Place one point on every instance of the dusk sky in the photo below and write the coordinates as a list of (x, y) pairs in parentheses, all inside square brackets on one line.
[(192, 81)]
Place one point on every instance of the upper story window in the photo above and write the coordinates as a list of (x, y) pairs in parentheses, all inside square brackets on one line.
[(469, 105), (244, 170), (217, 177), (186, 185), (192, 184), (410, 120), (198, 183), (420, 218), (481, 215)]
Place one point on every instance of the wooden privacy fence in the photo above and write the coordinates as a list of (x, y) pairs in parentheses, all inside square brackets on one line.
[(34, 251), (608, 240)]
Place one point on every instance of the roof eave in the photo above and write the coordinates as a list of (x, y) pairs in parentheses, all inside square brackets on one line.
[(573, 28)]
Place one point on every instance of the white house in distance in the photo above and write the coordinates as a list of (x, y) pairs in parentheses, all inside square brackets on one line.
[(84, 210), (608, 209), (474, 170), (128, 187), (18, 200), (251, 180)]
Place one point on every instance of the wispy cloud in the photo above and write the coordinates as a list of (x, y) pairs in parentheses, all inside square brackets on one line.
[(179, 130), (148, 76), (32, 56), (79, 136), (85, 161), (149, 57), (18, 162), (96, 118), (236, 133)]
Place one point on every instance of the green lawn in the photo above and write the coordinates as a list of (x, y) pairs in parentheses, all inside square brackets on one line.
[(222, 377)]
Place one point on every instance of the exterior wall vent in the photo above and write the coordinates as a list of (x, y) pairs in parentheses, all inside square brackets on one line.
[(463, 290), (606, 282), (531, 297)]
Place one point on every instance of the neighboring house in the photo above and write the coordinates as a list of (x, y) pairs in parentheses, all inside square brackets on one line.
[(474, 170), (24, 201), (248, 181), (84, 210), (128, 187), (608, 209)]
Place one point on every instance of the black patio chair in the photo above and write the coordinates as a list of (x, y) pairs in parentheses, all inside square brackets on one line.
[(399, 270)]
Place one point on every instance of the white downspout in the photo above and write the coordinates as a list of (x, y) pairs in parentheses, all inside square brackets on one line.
########
#### TASK TO CARRY OUT:
Restate word for word the lines from the line containing "Place one point on every instance of the exterior" through the last line of the listing, inclusive, and nothing beyond them.

#### YOUR SOLUTION:
Place one point on every instance of the exterior wall vent in the photo above and write the coordinates as a list of (x, y) pairs in parentheses, all inside square brackets on one line.
[(463, 290), (606, 282), (531, 297)]
Place one point on every instance of the neighboring house in the photo above and write the coordinates as a list of (x, y) pairs in parentheses, all inside square brackets on one line.
[(474, 170), (24, 201), (248, 181), (84, 210), (128, 187), (608, 209)]
Place one point on every instance of the black patio chair in the photo above and write the coordinates as a list of (x, y) pairs in parentheses, all inside square brackets on one line.
[(399, 270)]
Place one point on every instance of the white downspout in the photo above and write the coordinates as a list of (x, y) pairs in parentheses, all inside square brackets on one line.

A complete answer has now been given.